__What is needed__
Render the lines below as a numbered list, omitting any blank lines. Begin at the line that contains "If you could point to the woman's floral" and stop after the final line.

══ Records for the exercise

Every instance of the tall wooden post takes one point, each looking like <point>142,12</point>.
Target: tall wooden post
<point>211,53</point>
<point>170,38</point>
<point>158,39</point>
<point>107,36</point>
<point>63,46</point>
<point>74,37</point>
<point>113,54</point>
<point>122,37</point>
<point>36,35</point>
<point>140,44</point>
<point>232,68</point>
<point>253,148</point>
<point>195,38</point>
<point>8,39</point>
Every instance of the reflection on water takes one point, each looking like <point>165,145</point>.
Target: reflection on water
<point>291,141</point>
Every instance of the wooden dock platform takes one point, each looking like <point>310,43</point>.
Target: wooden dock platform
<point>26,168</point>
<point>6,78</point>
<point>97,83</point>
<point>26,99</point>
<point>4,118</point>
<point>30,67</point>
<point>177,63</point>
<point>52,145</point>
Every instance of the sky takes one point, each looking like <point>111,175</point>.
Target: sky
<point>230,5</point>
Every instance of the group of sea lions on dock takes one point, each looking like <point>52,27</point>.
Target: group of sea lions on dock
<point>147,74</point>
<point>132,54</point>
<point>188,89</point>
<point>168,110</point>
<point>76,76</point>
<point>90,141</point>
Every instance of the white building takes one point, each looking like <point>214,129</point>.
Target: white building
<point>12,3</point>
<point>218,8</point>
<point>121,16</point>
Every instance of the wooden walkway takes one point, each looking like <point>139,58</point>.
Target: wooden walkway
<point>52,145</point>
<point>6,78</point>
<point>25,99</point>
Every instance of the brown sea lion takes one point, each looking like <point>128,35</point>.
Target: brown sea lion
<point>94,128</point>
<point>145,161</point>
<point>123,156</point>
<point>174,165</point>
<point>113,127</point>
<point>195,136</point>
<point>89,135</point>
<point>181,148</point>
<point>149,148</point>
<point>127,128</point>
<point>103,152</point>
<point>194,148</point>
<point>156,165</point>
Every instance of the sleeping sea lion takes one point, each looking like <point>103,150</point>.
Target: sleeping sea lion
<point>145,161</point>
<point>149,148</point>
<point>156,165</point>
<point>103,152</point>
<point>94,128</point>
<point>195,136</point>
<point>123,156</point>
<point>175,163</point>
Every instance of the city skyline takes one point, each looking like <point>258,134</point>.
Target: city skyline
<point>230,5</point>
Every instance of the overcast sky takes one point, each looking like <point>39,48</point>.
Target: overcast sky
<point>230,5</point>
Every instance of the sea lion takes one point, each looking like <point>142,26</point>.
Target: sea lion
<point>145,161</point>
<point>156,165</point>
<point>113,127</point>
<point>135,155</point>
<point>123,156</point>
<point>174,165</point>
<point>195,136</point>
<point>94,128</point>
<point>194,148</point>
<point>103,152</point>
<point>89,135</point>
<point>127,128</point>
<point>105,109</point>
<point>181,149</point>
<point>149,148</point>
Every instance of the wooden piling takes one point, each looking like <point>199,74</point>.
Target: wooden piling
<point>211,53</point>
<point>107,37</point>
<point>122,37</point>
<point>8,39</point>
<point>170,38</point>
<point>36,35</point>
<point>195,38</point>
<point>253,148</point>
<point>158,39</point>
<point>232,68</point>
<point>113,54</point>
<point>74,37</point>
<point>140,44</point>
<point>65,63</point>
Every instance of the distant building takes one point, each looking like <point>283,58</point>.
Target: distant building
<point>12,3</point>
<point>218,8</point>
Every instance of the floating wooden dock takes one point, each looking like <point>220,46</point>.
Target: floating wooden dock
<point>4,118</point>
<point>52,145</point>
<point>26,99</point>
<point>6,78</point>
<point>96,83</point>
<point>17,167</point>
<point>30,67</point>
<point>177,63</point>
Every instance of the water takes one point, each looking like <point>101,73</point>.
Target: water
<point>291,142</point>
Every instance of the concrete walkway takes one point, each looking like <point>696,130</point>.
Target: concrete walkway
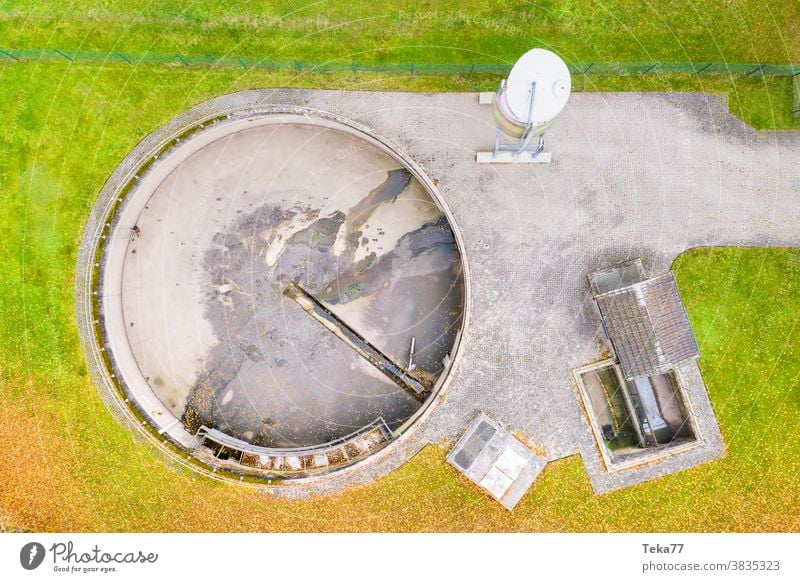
<point>646,175</point>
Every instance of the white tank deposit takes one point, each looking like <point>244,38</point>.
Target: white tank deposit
<point>536,91</point>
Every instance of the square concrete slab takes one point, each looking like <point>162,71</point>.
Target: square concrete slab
<point>495,460</point>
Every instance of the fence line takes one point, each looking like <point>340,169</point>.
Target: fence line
<point>228,61</point>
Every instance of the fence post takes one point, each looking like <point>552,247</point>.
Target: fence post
<point>650,68</point>
<point>66,56</point>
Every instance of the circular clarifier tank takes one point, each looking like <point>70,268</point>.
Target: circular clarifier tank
<point>281,293</point>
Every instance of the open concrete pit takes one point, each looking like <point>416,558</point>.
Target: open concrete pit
<point>201,327</point>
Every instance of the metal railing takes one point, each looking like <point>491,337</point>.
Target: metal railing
<point>232,443</point>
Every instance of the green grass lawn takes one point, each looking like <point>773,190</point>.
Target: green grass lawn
<point>445,31</point>
<point>66,464</point>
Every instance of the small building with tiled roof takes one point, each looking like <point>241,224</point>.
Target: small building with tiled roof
<point>645,320</point>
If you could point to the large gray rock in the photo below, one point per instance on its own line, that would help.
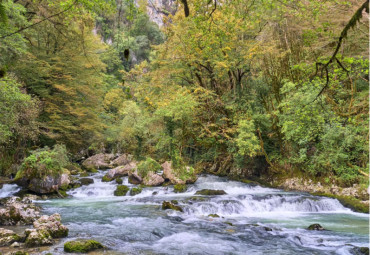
(35, 237)
(153, 179)
(51, 224)
(98, 161)
(134, 178)
(169, 174)
(7, 237)
(19, 212)
(122, 170)
(122, 160)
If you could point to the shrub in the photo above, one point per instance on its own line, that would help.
(44, 162)
(148, 165)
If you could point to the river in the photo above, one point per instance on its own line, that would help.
(253, 220)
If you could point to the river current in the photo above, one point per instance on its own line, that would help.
(252, 220)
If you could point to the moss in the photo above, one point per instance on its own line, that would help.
(350, 202)
(82, 246)
(168, 205)
(121, 190)
(106, 178)
(180, 188)
(135, 191)
(210, 192)
(148, 165)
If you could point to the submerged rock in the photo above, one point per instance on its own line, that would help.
(134, 178)
(86, 181)
(168, 205)
(179, 188)
(38, 237)
(315, 227)
(98, 161)
(121, 190)
(106, 178)
(121, 171)
(18, 212)
(8, 237)
(153, 179)
(52, 224)
(135, 191)
(213, 215)
(360, 251)
(82, 246)
(210, 192)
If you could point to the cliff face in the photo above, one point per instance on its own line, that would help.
(157, 9)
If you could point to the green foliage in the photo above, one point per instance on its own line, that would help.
(44, 162)
(148, 165)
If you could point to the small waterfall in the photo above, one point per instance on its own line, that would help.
(98, 189)
(8, 190)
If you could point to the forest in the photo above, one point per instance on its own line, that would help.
(271, 93)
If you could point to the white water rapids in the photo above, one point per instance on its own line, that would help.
(253, 220)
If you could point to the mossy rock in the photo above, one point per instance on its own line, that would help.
(82, 246)
(86, 181)
(168, 205)
(146, 166)
(213, 215)
(315, 227)
(121, 190)
(135, 191)
(350, 202)
(210, 192)
(180, 188)
(106, 178)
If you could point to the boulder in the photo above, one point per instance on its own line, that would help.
(98, 161)
(169, 174)
(106, 178)
(82, 246)
(18, 212)
(360, 251)
(51, 224)
(134, 178)
(8, 237)
(210, 192)
(135, 191)
(153, 179)
(121, 190)
(179, 188)
(86, 181)
(122, 170)
(168, 205)
(122, 160)
(38, 237)
(315, 227)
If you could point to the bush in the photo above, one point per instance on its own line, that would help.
(44, 162)
(148, 165)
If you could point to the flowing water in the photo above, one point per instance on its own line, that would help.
(253, 220)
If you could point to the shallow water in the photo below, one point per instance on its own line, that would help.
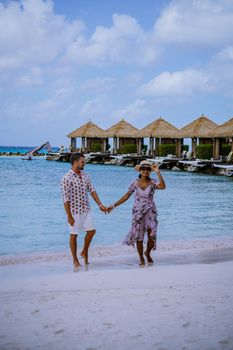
(193, 207)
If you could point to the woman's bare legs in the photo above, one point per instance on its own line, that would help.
(140, 252)
(73, 248)
(150, 245)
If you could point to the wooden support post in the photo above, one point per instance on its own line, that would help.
(216, 148)
(194, 146)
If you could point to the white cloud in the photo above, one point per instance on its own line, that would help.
(98, 85)
(182, 83)
(95, 108)
(203, 23)
(124, 42)
(131, 112)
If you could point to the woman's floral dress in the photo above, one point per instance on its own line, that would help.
(144, 213)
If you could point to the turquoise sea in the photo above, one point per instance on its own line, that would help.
(32, 218)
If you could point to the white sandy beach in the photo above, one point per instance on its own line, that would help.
(183, 301)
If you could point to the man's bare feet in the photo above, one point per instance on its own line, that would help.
(84, 255)
(149, 258)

════

__Response to this task__
1. If you could point to the woman's floral dress in the photo above, one point per instance on its own line, that would help.
2. (144, 213)
3. If you could point to the turquoise sea in the photo above, one point per instance on its own line, that would help.
4. (32, 218)
5. If you could point to the white sandy beach in the photo above, one point per instance on its own line, that would help.
6. (183, 301)
7. If you could point to the man's bare feet in the photo above, one point per instance on its own line, that would help.
8. (84, 255)
9. (149, 258)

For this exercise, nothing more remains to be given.